* _Prompt_
Copy the material below line for line, omitting the pictures.

+++ Material provided +++

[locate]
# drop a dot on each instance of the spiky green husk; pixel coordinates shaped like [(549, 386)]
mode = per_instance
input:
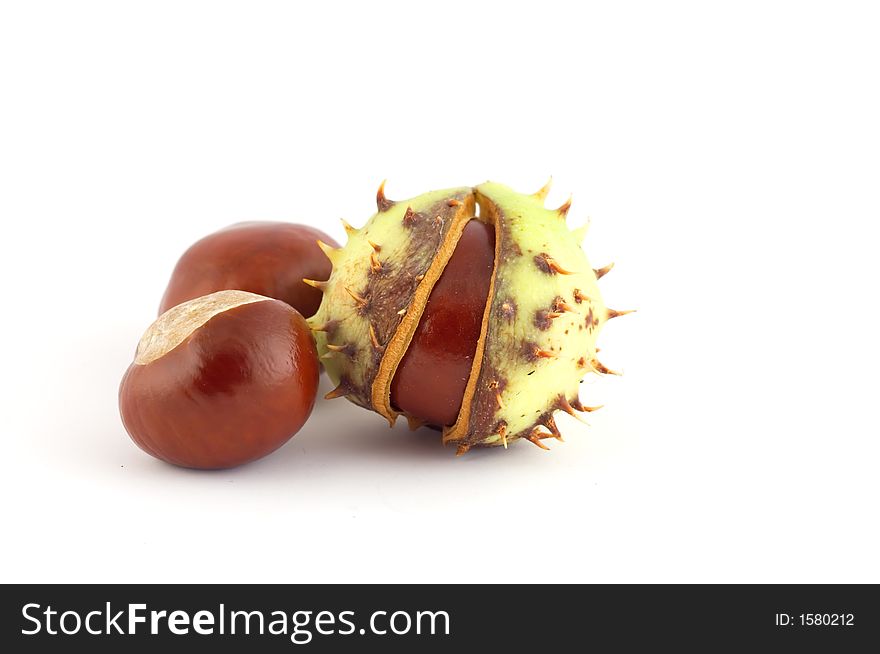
[(542, 318)]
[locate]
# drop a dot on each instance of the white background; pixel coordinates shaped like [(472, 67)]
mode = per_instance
[(727, 154)]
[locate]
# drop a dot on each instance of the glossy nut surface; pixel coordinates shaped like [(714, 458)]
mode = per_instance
[(432, 375), (267, 258), (220, 392)]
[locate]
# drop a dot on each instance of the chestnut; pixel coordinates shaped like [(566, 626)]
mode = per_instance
[(220, 380), (441, 353), (267, 258)]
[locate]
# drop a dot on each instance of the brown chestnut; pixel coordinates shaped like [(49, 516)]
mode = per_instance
[(220, 380), (267, 258), (441, 352)]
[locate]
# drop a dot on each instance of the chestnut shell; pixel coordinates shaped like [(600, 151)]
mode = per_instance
[(432, 375)]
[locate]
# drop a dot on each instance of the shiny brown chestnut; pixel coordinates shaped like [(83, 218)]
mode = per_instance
[(220, 380), (267, 258), (441, 352)]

+++

* _Result below_
[locate]
# drop a dot on each instance of the spiky green husk; pixel coordinates shaped like [(549, 386)]
mode = per_instance
input:
[(542, 318)]
[locate]
# drop a dot on each instance of the white background; pixel coordinates shaped like [(472, 67)]
mode = per_instance
[(727, 154)]
[locate]
# drop a dot on each instance of the glossy nut surface; pixel coordinates shaped like [(714, 458)]
mode = per_instance
[(432, 375), (267, 258), (220, 392)]
[locate]
# drop a dot on each instance of the chestnut; pixel coordinates shaped like [(566, 626)]
mode = per_instance
[(220, 380), (441, 353), (267, 258)]
[locate]
# drop a dot on each instance of the brown chestnut; pixel coordinates shaped like [(49, 516)]
mode = per_instance
[(220, 380), (267, 258), (441, 352)]
[locate]
# drop a dot on each instance of the chestnut shell; pixel coordinates shaped like [(600, 151)]
mode = per_instance
[(432, 375)]
[locate]
# drop a dot on each instance of the shiny brown chestnut; pixel coordinates shaped like [(83, 218)]
mode = per_instance
[(220, 380), (267, 258), (441, 352)]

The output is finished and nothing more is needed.